**MATERIAL FOR THE TASK**
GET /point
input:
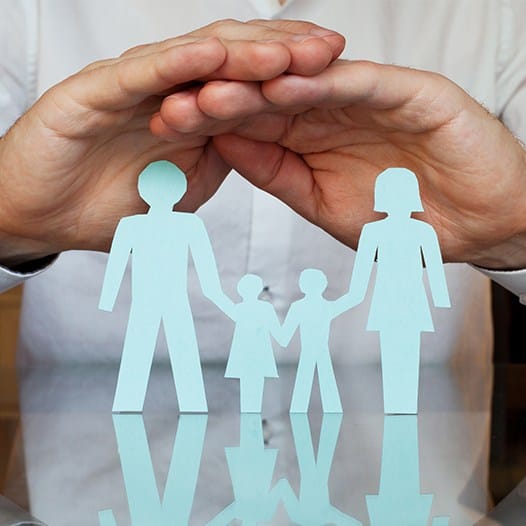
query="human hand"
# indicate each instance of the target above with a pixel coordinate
(318, 144)
(68, 167)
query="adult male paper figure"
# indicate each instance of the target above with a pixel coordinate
(160, 242)
(145, 504)
(399, 307)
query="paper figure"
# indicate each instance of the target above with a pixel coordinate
(399, 307)
(399, 500)
(251, 468)
(159, 242)
(144, 502)
(251, 356)
(313, 315)
(313, 506)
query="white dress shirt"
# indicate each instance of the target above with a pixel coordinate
(476, 43)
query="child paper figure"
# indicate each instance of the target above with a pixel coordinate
(399, 500)
(313, 506)
(144, 502)
(251, 356)
(399, 307)
(159, 243)
(313, 315)
(251, 468)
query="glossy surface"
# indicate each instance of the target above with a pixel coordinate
(85, 466)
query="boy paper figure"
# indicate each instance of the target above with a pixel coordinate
(252, 356)
(159, 242)
(399, 307)
(313, 315)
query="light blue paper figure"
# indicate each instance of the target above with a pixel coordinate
(399, 502)
(313, 506)
(251, 468)
(144, 502)
(313, 315)
(159, 243)
(399, 307)
(251, 356)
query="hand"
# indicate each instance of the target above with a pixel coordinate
(318, 144)
(69, 166)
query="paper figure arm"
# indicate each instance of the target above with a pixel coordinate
(284, 334)
(363, 266)
(121, 247)
(206, 267)
(435, 268)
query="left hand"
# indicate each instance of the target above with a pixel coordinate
(318, 143)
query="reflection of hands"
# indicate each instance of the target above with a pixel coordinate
(326, 138)
(68, 167)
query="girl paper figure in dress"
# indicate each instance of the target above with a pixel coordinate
(400, 309)
(252, 356)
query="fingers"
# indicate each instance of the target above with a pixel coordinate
(311, 47)
(127, 82)
(272, 168)
(410, 99)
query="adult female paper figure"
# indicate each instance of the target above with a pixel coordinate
(399, 307)
(252, 356)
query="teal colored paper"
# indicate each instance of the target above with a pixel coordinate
(399, 306)
(313, 507)
(144, 502)
(252, 356)
(251, 468)
(159, 243)
(399, 501)
(313, 315)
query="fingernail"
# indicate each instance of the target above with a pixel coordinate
(301, 38)
(320, 32)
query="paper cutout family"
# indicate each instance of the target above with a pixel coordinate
(160, 242)
(251, 466)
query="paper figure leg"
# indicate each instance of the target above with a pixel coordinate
(330, 397)
(186, 363)
(251, 394)
(136, 361)
(400, 371)
(303, 386)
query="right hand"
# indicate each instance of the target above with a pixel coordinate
(69, 166)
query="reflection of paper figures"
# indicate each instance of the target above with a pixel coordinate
(139, 477)
(399, 500)
(251, 356)
(399, 307)
(160, 242)
(313, 315)
(251, 468)
(313, 506)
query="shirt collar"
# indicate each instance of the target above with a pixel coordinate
(270, 8)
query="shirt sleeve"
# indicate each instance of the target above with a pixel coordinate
(511, 104)
(18, 52)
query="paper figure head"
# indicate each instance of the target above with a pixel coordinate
(396, 190)
(162, 183)
(312, 281)
(250, 286)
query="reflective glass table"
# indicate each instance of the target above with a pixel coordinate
(84, 466)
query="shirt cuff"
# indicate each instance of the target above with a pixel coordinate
(513, 280)
(11, 277)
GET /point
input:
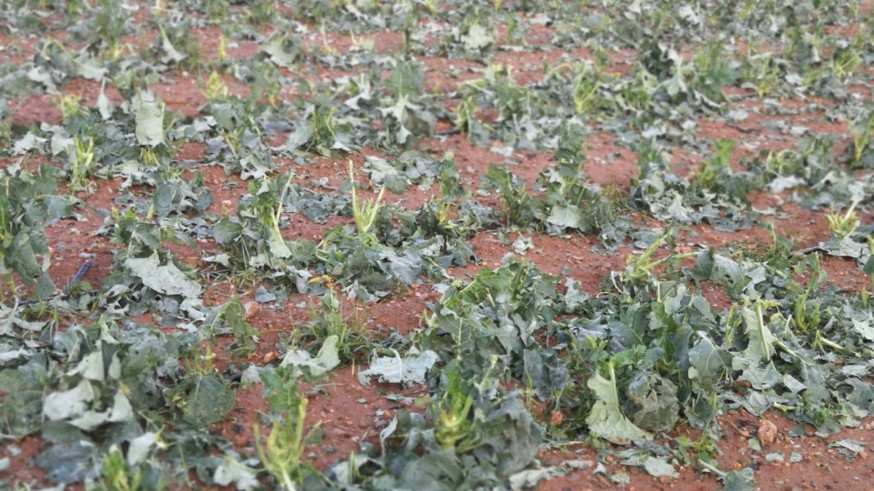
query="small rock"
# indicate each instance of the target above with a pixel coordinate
(252, 309)
(556, 418)
(270, 357)
(767, 432)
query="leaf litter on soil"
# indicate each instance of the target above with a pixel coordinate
(451, 189)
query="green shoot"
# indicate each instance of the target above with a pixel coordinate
(843, 226)
(81, 160)
(281, 453)
(364, 211)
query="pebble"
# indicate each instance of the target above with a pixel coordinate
(252, 309)
(767, 433)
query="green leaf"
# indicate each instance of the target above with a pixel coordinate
(658, 467)
(69, 403)
(166, 279)
(742, 480)
(149, 114)
(565, 217)
(327, 359)
(760, 347)
(232, 471)
(395, 369)
(869, 266)
(208, 401)
(606, 419)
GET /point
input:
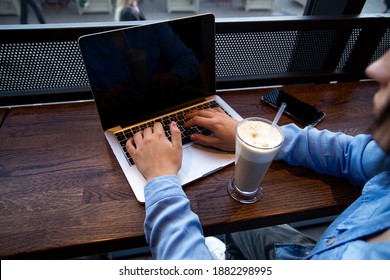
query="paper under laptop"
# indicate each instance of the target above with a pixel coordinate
(142, 74)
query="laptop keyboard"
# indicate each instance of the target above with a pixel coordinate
(178, 117)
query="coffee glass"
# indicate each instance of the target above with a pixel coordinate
(257, 143)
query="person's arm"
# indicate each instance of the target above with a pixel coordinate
(357, 158)
(172, 229)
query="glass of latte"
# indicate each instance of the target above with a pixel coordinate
(257, 143)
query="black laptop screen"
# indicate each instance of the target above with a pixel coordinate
(138, 72)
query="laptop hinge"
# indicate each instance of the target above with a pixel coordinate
(163, 112)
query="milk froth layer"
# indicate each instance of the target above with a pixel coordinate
(259, 134)
(257, 141)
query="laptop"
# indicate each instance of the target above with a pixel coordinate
(156, 72)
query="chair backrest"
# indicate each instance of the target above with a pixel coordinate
(298, 50)
(42, 63)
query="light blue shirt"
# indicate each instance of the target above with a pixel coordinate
(175, 232)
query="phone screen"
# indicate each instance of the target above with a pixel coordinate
(296, 109)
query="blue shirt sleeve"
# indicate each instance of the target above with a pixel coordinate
(172, 229)
(357, 158)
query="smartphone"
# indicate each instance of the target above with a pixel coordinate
(298, 110)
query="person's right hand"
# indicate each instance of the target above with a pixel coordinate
(217, 121)
(154, 154)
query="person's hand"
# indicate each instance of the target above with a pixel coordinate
(217, 121)
(154, 154)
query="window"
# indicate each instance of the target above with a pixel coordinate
(75, 11)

**PROBLEM TO WORK ON**
Which of the lines above contain the word "adult"? Copy each of them in full.

**RESULT OF THE TASK**
query="adult male paper figure"
query="adult female paper figure"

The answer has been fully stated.